▶ [TEXT EXCERPT]
Comparing log file to measurement-based patient-specific quality assurance.

Recent technological advances have allowed the possibility of performing patient-specific quality assurance (QA) without time-intensive measurements. The objectives of this study are to: (1) compare how well the log file-based Mobius QA system agrees with measurement-based QA methods (ArcCHECK and portal dosimetry, PD) in passing and failing plans, and; (2) evaluate their error sensitivities. To these ends, ten phantom plans and 100 patient plans were measured with ArcCHECK and PD on VitalBeam, while log files were sent to Mobius for dose recalculation. Gamma evaluation was performed using criteria 3%/2 mm, per TG218 recommendations, and non-inferiority of the Mobius recalculation was determined with statistical testing. Ten random plans were edited to include systematic errors, then subjected to QA. Receiver operating characteristic curves were constructed to compare error sensitivities across the QA systems, and clinical significance of the errors was determined by recalculating dose to patients. We found no significant difference between Mobius, ArcCHECK, and PD in passing plans at the TG218 action limit. Mobius showed good sensitivity to collimator and gantry errors but not MLC bank shift errors, but could flag discrepancies in treatment delivery. Systematic errors were clinically significant only at large magnitudes; such unacceptable plans did not pass QA checks at the TG218 tolerance limit. Our results show that Mobius is not inferior to existing measurement-based QA systems, and can supplement existing QA practice by detecting real-time delivery discrepancies. However, it is still important to maintain rigorous routine machine QA to ensure reliability of machine log files.

▶ [Collected data entries]
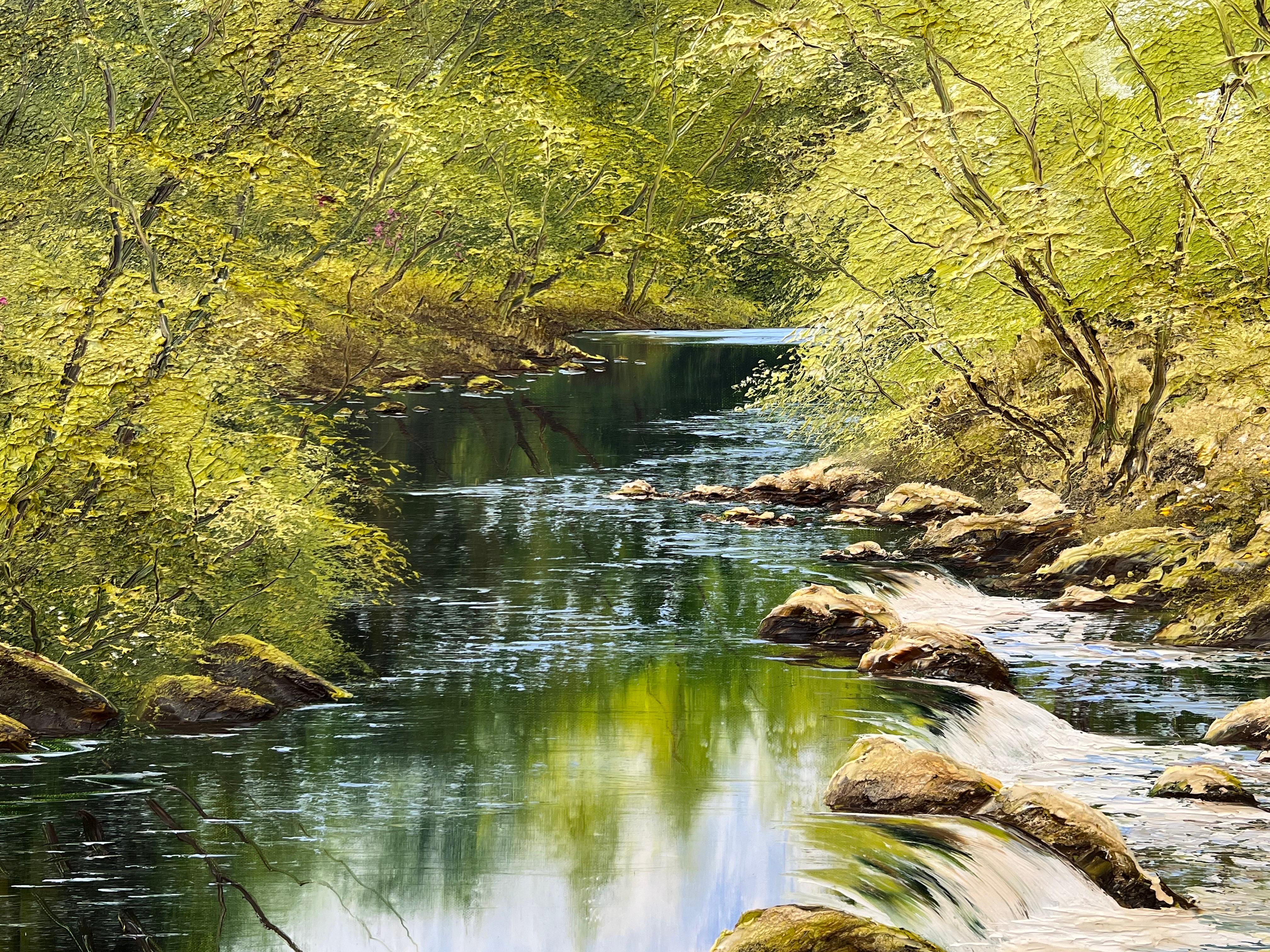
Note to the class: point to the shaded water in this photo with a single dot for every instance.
(577, 744)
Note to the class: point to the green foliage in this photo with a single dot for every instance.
(1047, 239)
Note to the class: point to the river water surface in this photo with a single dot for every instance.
(577, 744)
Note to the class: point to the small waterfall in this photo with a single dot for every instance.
(968, 885)
(1008, 737)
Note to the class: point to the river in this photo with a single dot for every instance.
(577, 744)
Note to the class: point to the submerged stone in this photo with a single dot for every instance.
(886, 776)
(703, 493)
(180, 700)
(1079, 598)
(794, 928)
(924, 501)
(1086, 838)
(748, 517)
(1202, 782)
(825, 615)
(933, 650)
(249, 663)
(636, 489)
(14, 735)
(856, 552)
(1248, 725)
(49, 699)
(820, 483)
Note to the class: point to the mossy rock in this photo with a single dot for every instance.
(931, 650)
(253, 664)
(14, 735)
(1206, 782)
(886, 776)
(1122, 552)
(826, 615)
(48, 699)
(924, 501)
(816, 930)
(1086, 838)
(185, 700)
(1230, 622)
(1248, 725)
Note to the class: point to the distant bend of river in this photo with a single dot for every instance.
(577, 744)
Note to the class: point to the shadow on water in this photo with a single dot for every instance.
(577, 743)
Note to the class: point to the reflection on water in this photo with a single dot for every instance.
(577, 744)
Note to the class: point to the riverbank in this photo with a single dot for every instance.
(580, 744)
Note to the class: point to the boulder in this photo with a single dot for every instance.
(1079, 598)
(1019, 542)
(918, 502)
(820, 483)
(1235, 621)
(1202, 782)
(856, 552)
(825, 615)
(180, 700)
(856, 516)
(884, 776)
(703, 493)
(1248, 725)
(14, 735)
(249, 663)
(48, 699)
(933, 650)
(1088, 840)
(815, 930)
(746, 516)
(636, 489)
(1119, 554)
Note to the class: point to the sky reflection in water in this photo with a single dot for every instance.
(578, 744)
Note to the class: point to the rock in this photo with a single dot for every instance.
(14, 735)
(825, 615)
(820, 483)
(931, 650)
(1019, 542)
(48, 699)
(636, 489)
(249, 663)
(884, 776)
(712, 494)
(1078, 598)
(1123, 552)
(1228, 622)
(178, 700)
(748, 517)
(1248, 725)
(1202, 782)
(856, 516)
(924, 501)
(815, 930)
(1088, 840)
(856, 552)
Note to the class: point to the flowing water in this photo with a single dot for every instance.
(577, 744)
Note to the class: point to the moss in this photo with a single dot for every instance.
(176, 700)
(794, 928)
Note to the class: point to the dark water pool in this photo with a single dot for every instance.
(577, 744)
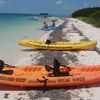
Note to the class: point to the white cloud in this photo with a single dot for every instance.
(2, 2)
(59, 2)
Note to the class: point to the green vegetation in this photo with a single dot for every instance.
(89, 15)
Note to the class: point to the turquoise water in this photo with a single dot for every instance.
(13, 28)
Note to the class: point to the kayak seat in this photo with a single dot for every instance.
(8, 72)
(56, 72)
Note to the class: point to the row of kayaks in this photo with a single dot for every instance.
(58, 45)
(48, 76)
(40, 76)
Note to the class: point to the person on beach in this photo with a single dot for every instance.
(45, 25)
(53, 23)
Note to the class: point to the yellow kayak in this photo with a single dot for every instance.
(58, 45)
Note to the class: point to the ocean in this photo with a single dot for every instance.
(15, 27)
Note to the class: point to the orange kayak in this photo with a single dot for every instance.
(39, 76)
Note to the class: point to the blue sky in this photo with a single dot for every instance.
(57, 7)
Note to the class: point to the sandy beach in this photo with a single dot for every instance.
(74, 31)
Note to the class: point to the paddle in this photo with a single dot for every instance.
(2, 65)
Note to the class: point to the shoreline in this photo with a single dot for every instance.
(74, 31)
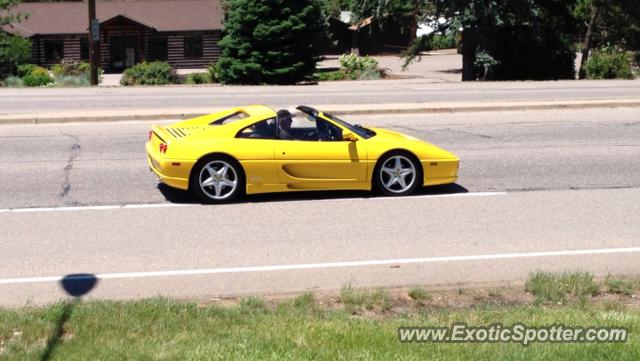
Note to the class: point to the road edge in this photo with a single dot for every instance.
(338, 109)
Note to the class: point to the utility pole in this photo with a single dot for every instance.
(94, 42)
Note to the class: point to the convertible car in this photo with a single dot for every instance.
(254, 149)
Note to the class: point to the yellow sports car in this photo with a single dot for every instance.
(254, 149)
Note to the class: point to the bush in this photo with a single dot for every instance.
(443, 42)
(353, 64)
(214, 72)
(610, 63)
(14, 51)
(13, 82)
(198, 78)
(73, 80)
(154, 73)
(330, 75)
(26, 69)
(38, 76)
(71, 67)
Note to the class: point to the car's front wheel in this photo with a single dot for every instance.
(217, 180)
(397, 174)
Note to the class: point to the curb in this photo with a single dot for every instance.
(346, 109)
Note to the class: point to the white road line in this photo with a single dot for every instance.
(170, 205)
(312, 266)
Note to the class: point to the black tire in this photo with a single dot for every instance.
(219, 191)
(406, 183)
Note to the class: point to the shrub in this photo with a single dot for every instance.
(26, 69)
(330, 75)
(13, 82)
(154, 73)
(198, 78)
(353, 64)
(214, 72)
(39, 76)
(610, 63)
(443, 42)
(71, 67)
(73, 80)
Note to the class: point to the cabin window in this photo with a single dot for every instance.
(53, 50)
(193, 46)
(158, 48)
(84, 49)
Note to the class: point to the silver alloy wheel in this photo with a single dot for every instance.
(397, 174)
(218, 179)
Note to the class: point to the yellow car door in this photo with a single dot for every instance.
(309, 164)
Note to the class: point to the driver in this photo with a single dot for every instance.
(284, 123)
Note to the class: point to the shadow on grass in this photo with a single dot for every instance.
(184, 197)
(76, 285)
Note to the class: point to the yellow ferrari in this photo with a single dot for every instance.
(254, 149)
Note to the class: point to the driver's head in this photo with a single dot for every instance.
(284, 119)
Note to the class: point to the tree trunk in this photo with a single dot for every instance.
(469, 45)
(586, 44)
(355, 48)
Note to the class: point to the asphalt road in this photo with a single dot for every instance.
(50, 100)
(564, 183)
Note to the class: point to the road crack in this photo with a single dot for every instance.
(468, 133)
(66, 184)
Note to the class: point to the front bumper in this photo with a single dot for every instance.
(440, 171)
(172, 172)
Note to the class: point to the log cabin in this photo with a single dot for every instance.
(184, 33)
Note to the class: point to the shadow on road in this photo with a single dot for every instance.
(76, 285)
(179, 196)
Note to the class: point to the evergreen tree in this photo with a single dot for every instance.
(271, 41)
(14, 50)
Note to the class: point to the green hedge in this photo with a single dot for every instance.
(154, 73)
(33, 75)
(610, 63)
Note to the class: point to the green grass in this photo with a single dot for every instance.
(160, 329)
(419, 294)
(619, 285)
(355, 300)
(556, 288)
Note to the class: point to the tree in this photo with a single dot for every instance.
(607, 22)
(517, 39)
(407, 13)
(271, 41)
(14, 50)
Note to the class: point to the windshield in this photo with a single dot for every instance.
(358, 129)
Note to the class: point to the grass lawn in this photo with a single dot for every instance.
(359, 326)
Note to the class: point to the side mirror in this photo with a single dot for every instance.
(347, 135)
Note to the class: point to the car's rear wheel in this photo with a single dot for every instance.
(217, 179)
(397, 174)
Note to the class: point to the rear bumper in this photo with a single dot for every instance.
(172, 172)
(440, 171)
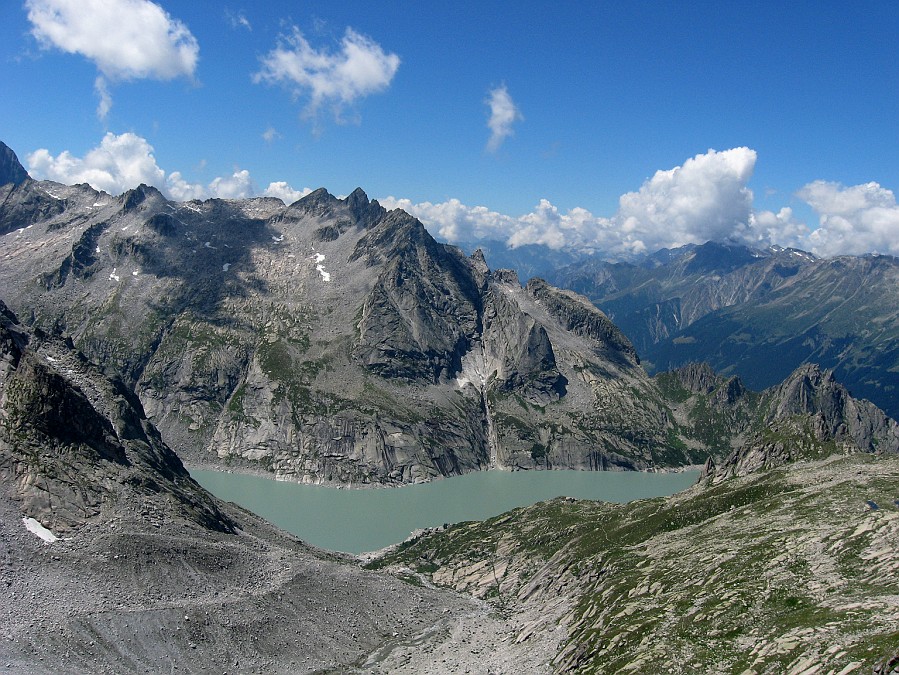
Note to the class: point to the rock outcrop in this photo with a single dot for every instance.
(75, 448)
(810, 415)
(11, 170)
(329, 340)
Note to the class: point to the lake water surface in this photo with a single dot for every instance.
(366, 520)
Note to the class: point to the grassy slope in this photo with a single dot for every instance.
(776, 572)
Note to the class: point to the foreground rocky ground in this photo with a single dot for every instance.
(791, 570)
(126, 596)
(113, 560)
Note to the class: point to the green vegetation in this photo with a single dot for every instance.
(752, 573)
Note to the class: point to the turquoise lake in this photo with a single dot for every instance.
(356, 521)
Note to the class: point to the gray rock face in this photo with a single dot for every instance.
(11, 171)
(808, 416)
(759, 314)
(328, 340)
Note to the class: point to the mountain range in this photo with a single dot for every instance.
(758, 314)
(332, 341)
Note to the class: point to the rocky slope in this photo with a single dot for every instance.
(113, 560)
(756, 313)
(791, 570)
(808, 414)
(777, 561)
(329, 340)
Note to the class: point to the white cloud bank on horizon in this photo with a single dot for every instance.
(359, 68)
(858, 219)
(503, 114)
(706, 198)
(122, 162)
(125, 39)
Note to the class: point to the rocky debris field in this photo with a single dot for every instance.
(126, 596)
(792, 570)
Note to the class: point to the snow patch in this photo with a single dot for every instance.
(36, 528)
(474, 368)
(319, 259)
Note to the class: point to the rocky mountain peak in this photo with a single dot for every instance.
(135, 198)
(366, 212)
(11, 170)
(578, 315)
(75, 446)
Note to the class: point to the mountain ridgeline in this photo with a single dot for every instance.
(329, 340)
(756, 313)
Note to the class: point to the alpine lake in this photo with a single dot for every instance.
(360, 520)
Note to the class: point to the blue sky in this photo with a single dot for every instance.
(603, 114)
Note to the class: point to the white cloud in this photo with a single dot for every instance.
(360, 67)
(181, 190)
(125, 39)
(704, 199)
(119, 163)
(503, 114)
(122, 162)
(105, 97)
(284, 192)
(852, 220)
(781, 228)
(236, 186)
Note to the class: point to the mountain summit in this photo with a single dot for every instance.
(329, 340)
(11, 171)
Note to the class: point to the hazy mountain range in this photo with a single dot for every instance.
(333, 341)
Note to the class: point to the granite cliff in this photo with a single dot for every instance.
(328, 340)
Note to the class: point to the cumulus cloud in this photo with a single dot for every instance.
(125, 39)
(781, 228)
(337, 79)
(852, 220)
(122, 162)
(284, 192)
(704, 199)
(503, 114)
(236, 186)
(119, 163)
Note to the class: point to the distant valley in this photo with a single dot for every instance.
(331, 341)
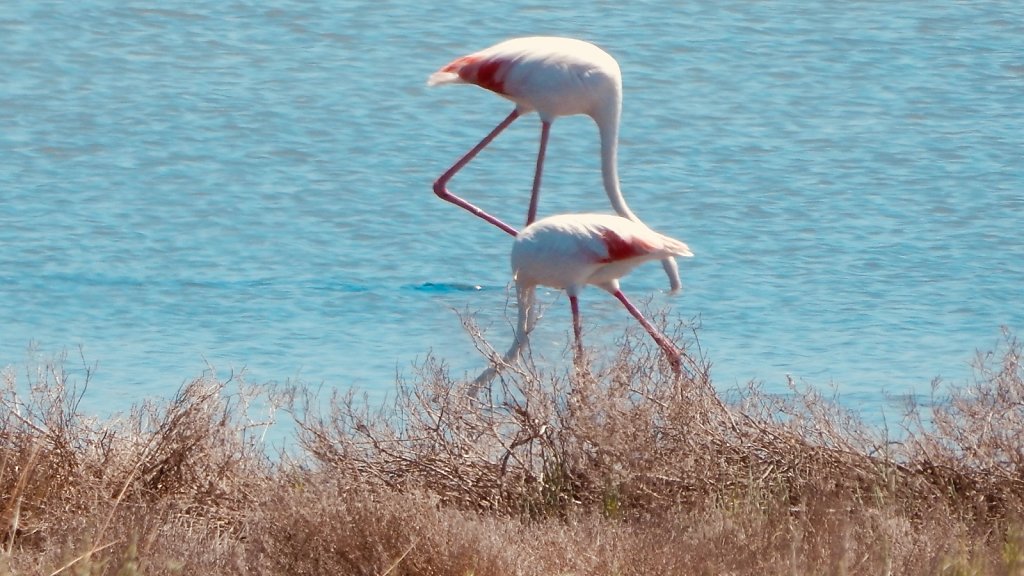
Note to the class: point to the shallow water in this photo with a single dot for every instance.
(228, 186)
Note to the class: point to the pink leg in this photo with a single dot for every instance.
(668, 346)
(440, 184)
(536, 194)
(577, 325)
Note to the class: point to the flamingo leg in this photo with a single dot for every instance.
(577, 325)
(536, 193)
(668, 346)
(440, 184)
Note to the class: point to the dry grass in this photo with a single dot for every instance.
(622, 468)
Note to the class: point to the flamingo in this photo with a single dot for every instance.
(569, 251)
(554, 77)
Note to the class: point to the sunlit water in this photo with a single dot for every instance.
(247, 186)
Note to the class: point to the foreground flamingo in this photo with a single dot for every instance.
(569, 251)
(554, 77)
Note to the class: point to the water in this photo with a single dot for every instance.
(227, 186)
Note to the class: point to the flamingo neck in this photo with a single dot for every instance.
(607, 125)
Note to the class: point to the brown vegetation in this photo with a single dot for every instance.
(621, 468)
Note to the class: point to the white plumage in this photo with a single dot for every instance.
(569, 251)
(553, 77)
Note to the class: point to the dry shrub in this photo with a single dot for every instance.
(796, 478)
(616, 466)
(80, 489)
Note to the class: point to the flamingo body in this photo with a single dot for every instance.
(569, 251)
(553, 77)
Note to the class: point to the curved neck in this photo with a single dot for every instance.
(607, 125)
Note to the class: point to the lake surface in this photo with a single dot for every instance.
(226, 186)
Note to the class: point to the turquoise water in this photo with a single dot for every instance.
(226, 186)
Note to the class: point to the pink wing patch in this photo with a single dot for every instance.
(623, 249)
(484, 73)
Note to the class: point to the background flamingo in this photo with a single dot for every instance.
(569, 251)
(554, 77)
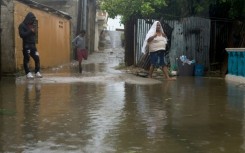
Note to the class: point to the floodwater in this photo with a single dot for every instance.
(189, 115)
(104, 110)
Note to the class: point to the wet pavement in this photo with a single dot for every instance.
(105, 110)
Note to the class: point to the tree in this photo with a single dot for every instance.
(131, 8)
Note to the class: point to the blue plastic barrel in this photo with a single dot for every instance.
(199, 70)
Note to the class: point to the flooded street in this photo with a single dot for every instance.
(198, 115)
(104, 110)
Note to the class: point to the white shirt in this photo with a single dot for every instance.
(158, 43)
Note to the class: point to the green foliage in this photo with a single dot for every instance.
(173, 9)
(130, 8)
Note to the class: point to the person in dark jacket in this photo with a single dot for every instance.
(27, 31)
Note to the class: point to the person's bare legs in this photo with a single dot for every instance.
(165, 72)
(151, 71)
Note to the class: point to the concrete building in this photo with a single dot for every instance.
(53, 42)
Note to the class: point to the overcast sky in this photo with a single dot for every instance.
(114, 24)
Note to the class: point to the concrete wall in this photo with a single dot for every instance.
(54, 35)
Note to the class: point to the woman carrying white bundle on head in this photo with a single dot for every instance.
(157, 41)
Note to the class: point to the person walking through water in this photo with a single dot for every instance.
(156, 40)
(27, 31)
(81, 49)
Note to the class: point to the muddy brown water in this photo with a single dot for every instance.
(189, 115)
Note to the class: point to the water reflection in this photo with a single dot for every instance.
(188, 115)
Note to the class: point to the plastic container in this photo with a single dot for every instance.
(185, 69)
(199, 70)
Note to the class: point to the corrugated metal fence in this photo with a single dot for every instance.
(190, 37)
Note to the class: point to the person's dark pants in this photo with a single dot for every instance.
(30, 50)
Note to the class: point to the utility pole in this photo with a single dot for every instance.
(79, 16)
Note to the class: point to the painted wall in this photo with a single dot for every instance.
(53, 36)
(190, 37)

▶ [YOUR ASSIGNMENT] Turn the paragraph of the quality assurance text that begins "Recent technological advances" into a shorter bulleted list that keeps its main facts. Rely only on the quality assurance text.

▶ [ANSWER TO THE EXERCISE]
- Goals: compare how well the log file-based Mobius QA system agrees with measurement-based QA (ArcCHECK and portal dosimetry) in passing and failing plans, and evaluate the error sensitivities of these systems.
- Method: ten phantom plans and 100 patient plans were measured with ArcCHECK and portal dosimetry on VitalBeam, and log files were sent to Mobius for dose recalculation.
- Gamma evaluation used 3%/2 mm criteria per TG218, and statistical testing assessed non-inferiority of Mobius.
- Ten random plans were edited to include systematic errors. Receiver operating characteristic curves compared error sensitivities, and clinical significance was judged by recalculating dose to patients.
- At the TG218 action limit, Mobius, ArcCHECK and portal dosimetry showed no significant difference in passing plans.
- Mobius was sensitive to collimator and gantry errors but not to MLC bank shift errors, and it could flag discrepancies in treatment delivery.
- Systematic errors were clinically significant only at large magnitudes, and such plans failed QA at the TG218 tolerance limit.
- Conclusion: Mobius is not inferior to measurement-based QA and can supplement it by detecting real-time delivery discrepancies, but rigorous routine machine QA remains important for reliable log files.